→ Given exercise:
Print the material verbatim, starting at the line that contains "Every instance of the clawed" and ending at the last line of the material, both included.

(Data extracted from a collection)
□ □ □ □ □ □ □

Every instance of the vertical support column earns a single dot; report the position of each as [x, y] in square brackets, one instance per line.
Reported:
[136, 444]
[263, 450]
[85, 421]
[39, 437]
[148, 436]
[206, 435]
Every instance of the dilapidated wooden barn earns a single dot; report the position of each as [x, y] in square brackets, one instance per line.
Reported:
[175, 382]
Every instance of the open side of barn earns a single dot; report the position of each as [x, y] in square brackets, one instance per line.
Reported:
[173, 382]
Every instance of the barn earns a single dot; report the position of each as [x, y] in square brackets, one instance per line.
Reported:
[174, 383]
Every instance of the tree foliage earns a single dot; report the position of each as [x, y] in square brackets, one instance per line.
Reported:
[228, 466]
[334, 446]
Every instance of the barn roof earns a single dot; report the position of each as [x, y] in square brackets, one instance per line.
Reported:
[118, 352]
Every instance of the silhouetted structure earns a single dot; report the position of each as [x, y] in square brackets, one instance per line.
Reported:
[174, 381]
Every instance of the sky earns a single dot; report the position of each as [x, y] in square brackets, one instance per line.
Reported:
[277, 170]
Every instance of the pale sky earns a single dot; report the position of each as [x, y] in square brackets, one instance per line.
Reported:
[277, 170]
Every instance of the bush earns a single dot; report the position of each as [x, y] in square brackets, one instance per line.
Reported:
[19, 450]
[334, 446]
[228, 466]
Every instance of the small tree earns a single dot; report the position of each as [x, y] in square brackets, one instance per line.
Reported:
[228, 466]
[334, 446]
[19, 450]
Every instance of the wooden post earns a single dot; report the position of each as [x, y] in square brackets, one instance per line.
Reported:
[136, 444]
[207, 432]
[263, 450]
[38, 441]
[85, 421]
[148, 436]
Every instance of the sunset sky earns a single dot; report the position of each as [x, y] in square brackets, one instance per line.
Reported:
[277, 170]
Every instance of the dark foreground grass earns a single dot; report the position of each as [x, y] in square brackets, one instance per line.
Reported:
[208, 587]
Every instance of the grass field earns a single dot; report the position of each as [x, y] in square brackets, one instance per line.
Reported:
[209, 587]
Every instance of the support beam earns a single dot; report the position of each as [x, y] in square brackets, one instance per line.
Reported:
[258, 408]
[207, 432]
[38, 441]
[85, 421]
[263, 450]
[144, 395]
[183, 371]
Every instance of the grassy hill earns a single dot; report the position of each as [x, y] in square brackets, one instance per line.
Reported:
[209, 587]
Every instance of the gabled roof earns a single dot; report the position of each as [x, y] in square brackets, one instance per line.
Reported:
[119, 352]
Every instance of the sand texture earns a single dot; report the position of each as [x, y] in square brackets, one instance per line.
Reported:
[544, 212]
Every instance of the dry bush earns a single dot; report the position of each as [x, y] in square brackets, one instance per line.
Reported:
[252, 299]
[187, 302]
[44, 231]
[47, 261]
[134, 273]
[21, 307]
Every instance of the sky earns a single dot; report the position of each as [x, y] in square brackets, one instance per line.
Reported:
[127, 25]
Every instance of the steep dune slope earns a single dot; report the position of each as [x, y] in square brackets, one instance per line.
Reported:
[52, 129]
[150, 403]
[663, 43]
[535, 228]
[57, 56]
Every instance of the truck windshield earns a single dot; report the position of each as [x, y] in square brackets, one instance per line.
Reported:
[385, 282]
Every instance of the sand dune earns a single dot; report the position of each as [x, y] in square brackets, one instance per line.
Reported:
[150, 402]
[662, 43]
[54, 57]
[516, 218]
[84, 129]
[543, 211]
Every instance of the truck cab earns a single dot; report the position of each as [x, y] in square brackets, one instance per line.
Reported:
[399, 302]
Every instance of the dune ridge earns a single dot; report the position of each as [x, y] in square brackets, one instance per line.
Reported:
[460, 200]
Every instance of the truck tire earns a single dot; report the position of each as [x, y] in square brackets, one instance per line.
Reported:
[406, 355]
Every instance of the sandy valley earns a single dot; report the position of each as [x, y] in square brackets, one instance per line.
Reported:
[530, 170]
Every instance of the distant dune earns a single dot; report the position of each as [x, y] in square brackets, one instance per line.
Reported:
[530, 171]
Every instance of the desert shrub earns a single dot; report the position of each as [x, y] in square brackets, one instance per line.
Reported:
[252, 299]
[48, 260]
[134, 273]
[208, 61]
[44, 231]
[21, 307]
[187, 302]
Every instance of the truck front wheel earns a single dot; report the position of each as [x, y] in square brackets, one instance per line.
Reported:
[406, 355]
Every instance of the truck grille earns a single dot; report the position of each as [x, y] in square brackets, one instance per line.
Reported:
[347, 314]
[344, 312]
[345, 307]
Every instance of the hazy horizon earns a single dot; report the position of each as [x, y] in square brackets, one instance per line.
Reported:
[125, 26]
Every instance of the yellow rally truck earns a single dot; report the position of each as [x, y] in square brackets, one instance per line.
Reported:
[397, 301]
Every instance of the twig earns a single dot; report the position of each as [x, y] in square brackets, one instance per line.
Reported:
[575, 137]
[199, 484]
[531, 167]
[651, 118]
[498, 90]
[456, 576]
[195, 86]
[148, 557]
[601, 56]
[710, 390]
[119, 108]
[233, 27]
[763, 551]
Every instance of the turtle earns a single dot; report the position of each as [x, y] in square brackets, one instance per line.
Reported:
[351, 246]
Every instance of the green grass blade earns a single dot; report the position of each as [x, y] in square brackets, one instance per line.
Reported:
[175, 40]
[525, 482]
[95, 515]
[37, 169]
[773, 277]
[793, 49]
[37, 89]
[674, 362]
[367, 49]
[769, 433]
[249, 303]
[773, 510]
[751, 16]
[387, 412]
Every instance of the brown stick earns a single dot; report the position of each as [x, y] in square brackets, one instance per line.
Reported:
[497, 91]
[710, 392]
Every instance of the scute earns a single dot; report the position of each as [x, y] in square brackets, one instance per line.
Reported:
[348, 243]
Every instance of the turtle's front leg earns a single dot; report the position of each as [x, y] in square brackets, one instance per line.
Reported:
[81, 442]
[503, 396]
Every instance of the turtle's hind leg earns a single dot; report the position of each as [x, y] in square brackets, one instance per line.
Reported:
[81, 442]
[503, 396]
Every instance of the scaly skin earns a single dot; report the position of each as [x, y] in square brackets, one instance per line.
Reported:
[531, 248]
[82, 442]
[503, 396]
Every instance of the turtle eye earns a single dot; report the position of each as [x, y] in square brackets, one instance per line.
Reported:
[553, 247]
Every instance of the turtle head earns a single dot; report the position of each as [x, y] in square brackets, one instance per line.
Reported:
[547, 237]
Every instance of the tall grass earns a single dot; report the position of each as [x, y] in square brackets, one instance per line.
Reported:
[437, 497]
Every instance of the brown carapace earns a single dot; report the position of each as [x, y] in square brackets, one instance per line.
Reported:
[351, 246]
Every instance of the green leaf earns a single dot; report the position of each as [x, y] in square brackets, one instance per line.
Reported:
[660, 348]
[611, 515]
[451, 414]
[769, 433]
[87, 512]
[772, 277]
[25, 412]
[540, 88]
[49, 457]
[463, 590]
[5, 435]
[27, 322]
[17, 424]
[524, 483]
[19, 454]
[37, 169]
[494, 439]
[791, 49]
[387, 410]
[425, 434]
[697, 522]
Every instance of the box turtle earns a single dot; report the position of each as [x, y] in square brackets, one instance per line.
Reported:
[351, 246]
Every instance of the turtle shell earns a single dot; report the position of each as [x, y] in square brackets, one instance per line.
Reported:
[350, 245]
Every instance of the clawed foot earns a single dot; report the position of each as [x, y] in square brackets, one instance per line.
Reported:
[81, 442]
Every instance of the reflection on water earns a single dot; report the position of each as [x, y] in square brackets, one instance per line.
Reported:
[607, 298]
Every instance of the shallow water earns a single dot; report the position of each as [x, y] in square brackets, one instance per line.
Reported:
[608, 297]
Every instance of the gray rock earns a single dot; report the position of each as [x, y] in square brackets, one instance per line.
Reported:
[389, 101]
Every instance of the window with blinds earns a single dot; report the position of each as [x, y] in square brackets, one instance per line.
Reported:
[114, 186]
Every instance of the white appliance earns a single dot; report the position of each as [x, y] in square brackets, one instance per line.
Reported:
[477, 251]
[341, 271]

□ □ □ □ □ □ □

→ Solution for this exercise:
Every instance of the clawed foot earns a single dot; report the position of each as [x, y] in square brackets, one instance per line.
Reported:
[81, 442]
Every instance of the reflection on water earns a single dot; report the position of each as [x, y] in square brackets, one instance per line.
Reported:
[607, 298]
Every instance of the shallow water earns a single dot; report the position of each as [x, y] in square brackets, one instance per line.
Reported:
[608, 297]
Every instance of the gray rock earns a single dot; report the position of each as [x, y] in square brackets, one instance per line.
Reported:
[389, 101]
Every instance of the window with blinds earns a single dot; report the position of each as [x, y] in square brackets, one instance per line.
Reported:
[114, 186]
Every instance of the white appliance earns a single dot; report the position of each as [x, y] in square brackets, one instance per line.
Reported:
[477, 251]
[341, 271]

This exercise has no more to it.